AIM OF THE TASK
All of the entries below, duplicated exactly, make up the answer.

Saved entries:
<<<<
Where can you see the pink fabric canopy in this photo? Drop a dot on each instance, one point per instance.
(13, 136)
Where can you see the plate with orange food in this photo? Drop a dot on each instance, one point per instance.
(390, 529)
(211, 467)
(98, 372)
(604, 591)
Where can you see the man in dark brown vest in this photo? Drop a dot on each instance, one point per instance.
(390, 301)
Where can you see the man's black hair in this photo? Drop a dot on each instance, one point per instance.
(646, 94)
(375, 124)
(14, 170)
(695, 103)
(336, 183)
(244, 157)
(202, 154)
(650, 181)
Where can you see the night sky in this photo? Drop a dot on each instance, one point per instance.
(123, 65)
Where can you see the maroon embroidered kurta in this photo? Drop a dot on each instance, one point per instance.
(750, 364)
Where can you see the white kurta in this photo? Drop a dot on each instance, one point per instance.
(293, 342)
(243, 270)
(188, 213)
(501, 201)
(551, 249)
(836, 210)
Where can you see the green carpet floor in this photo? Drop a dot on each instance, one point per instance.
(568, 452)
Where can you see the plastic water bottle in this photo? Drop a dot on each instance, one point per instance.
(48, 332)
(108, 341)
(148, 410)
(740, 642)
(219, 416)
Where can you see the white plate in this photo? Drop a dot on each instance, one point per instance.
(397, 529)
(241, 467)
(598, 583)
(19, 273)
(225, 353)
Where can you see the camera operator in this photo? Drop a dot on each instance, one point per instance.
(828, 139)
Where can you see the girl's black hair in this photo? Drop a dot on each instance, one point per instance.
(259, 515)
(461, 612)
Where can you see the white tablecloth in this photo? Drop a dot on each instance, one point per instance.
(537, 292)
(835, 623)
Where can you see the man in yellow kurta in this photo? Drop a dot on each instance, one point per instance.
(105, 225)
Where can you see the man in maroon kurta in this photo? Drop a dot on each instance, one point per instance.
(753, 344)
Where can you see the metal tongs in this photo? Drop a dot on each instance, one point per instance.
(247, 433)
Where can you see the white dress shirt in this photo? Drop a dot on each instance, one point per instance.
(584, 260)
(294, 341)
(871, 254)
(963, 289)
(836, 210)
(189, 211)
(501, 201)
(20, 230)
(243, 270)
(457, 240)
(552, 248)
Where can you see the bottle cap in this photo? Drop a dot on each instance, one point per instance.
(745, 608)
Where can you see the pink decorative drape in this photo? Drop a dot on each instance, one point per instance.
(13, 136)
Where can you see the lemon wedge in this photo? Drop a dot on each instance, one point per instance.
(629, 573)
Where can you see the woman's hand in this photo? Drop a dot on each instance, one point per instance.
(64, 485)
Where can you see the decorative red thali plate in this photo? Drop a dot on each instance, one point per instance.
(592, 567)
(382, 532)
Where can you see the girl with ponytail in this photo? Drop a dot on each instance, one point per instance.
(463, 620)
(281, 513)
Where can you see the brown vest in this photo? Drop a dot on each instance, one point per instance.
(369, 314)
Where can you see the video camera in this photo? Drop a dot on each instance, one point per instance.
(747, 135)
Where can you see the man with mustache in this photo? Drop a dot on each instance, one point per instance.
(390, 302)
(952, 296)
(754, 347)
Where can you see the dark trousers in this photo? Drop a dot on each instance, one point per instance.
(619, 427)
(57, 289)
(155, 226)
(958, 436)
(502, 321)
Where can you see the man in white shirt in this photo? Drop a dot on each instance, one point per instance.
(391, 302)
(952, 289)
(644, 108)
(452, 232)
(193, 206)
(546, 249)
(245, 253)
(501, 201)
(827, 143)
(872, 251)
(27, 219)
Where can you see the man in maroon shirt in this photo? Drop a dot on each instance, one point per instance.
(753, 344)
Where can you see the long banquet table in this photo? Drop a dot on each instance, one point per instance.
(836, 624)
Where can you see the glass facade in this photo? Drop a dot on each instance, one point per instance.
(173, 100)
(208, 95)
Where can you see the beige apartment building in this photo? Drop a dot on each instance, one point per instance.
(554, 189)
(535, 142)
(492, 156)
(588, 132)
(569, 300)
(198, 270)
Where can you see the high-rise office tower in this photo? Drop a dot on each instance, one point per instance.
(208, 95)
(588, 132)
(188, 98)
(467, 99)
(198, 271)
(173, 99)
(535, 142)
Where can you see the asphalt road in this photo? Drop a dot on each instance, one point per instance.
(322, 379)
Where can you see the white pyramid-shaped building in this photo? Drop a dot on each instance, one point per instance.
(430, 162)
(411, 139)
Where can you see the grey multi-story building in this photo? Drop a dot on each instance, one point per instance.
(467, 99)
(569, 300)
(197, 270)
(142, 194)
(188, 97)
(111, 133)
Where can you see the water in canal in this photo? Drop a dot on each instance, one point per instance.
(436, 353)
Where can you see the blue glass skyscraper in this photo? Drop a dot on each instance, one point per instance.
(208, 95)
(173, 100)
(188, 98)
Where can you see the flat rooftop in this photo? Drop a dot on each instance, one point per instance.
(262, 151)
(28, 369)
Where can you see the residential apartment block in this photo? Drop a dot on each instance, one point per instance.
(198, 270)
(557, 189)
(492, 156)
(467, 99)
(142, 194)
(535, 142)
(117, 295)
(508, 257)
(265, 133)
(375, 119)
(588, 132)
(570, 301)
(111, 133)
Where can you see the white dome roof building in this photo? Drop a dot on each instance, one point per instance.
>>>>
RESPONSE BOX
Where can you see the pink fabric canopy in this photo? Drop a dot on each instance, one point per instance.
(13, 136)
Where can you see the plate with orange food in this photo? Drop a dot on each instance, one point per instance.
(390, 529)
(211, 467)
(98, 372)
(604, 591)
Where can you see the man in dark brown vest in this photo? Drop a dot on each instance, one point per instance.
(390, 301)
Where can you see the man's black hair in this photo? Drop a dot on each instance, one point per instance.
(646, 94)
(375, 124)
(14, 170)
(695, 103)
(336, 183)
(244, 157)
(202, 154)
(650, 181)
Where can you see the night sky in this photo? Drop a dot on each instance, one point per instance.
(123, 65)
Where can you see the maroon embroidered kurta in this photo? Drop a dot on each instance, one point per instance.
(750, 364)
Where can you see the white kurta in this photo? Drop a dot on each instance, one point per instance.
(293, 342)
(243, 270)
(188, 213)
(501, 201)
(551, 249)
(836, 210)
Where can you see the green carpet floor in this photo? Drop a dot on each instance, one point per instance.
(568, 452)
Where can you see the plastic water bottle in this photo? Drop a dot on each instance, one point per instance.
(48, 332)
(108, 341)
(148, 410)
(740, 642)
(219, 416)
Where can you see the white plate in this photo? Drop a dot on each instance, one point per instance.
(397, 529)
(241, 467)
(598, 583)
(19, 273)
(225, 353)
Where can you see the camera operator in this photo? Drop a dot on each instance, one point per instance.
(828, 139)
Where can you see the girl's black hair in this photo? Drop a dot on each instance, one point per instance.
(259, 515)
(461, 612)
Where can you see the white tablecloth in this photo? Drop a dot on each instance, one point per instance.
(537, 292)
(835, 623)
Where can you see the man in yellow kurta in this photo? Drop a dot on each instance, one point per instance.
(105, 225)
Where can you see the man in maroon kurta in this photo? Drop a dot on each instance, one point per instance.
(753, 344)
Where can you see the metal tongs in this photo? Drop a dot on each instance, one point per instance.
(247, 433)
Where can you see the white dress shirt in this photo? Drop a dot on each instance, one point per instance.
(584, 260)
(294, 341)
(871, 254)
(963, 289)
(836, 210)
(189, 211)
(501, 201)
(20, 230)
(243, 270)
(457, 240)
(552, 248)
Where can you see the bottle cap in this photo? Drop a dot on each instance, one point per instance.
(745, 608)
Where can you see the pink decorative drape in this photo? Drop a dot on each instance, one point per instance.
(13, 136)
Where can you see the lemon wedge in this photo? Drop a dot on each instance, one point per instance.
(629, 573)
Where can you see the woman's hand in this photo? Drop a dot on each instance, one point per instance.
(64, 485)
Where can you see the decorative red thali plate in this photo? Drop a dot on each instance, one point per instance.
(592, 567)
(382, 532)
Where can you see the girl with ponytail in this photo? Drop a dot on each instance, one point per instance.
(463, 620)
(281, 513)
Where can you see the brown vest in this photo? Drop a dot on each instance, one point per instance.
(369, 314)
Where can you see the video camera in this photo? Drop a dot on each instance, one point per instance.
(747, 135)
Where can you see the man with mustache in this photo? Drop a dot on each instance, one point per instance.
(390, 302)
(952, 296)
(754, 347)
Where can you see the dark trousers in this photo? Drop a dot on each instance, one point per instance.
(619, 427)
(57, 289)
(155, 226)
(958, 436)
(502, 321)
Where can you see the man in white shirt in this photo? Drop a dot on each instance, one point per instance.
(391, 302)
(952, 289)
(644, 108)
(452, 232)
(193, 206)
(546, 249)
(245, 253)
(501, 201)
(827, 143)
(872, 251)
(27, 219)
Where can you see the man in maroon shirt in this photo? Drop a dot on each instance, one point per instance.
(753, 344)
Where can you see the long banquet table in this photo? Drop a dot on each instance, one point per instance.
(836, 624)
Where can you see the glass facade in this photo? Drop a dot on each instance, one point per instance.
(173, 100)
(208, 95)
Where can you see the beige apartment building in this photo? Drop a dot on each instance, one point per instance.
(554, 189)
(535, 142)
(492, 156)
(588, 132)
(569, 300)
(198, 270)
Where can you see the high-rise office tower in this photo? Drop a dot on each instance, one point per instance.
(208, 95)
(588, 132)
(188, 98)
(467, 99)
(198, 271)
(173, 99)
(535, 142)
Where can you see the asphalt road in this photo? Drop a dot on each instance, one point per instance.
(322, 379)
Where can you see the white pyramid-shaped building in this photo? Drop a dot on each instance, one point per instance.
(430, 162)
(411, 139)
Where can you see the grey multi-story building in this photo? Drop a dot on each instance, one point per instance.
(467, 99)
(569, 300)
(197, 270)
(142, 194)
(188, 97)
(111, 133)
Where can you see the water in canal in this photo? Drop a dot on each instance, one point per instance.
(436, 353)
Where can you see the blue glass skyscraper in this photo? Drop a dot on each instance, one point per instance.
(208, 95)
(173, 100)
(188, 98)
Where can you see the flat rooftop in this photo? Drop a dot on each instance, one point per instance.
(262, 151)
(28, 369)
Where can you see the residential apartment block in this photo? Drop a dot on each instance, one point per instance.
(198, 270)
(557, 189)
(492, 156)
(467, 99)
(142, 194)
(535, 142)
(117, 295)
(508, 257)
(265, 133)
(375, 119)
(588, 132)
(570, 301)
(111, 133)
Where can you see the white dome roof building in this photo? Drop a dot on each instance, one point per instance.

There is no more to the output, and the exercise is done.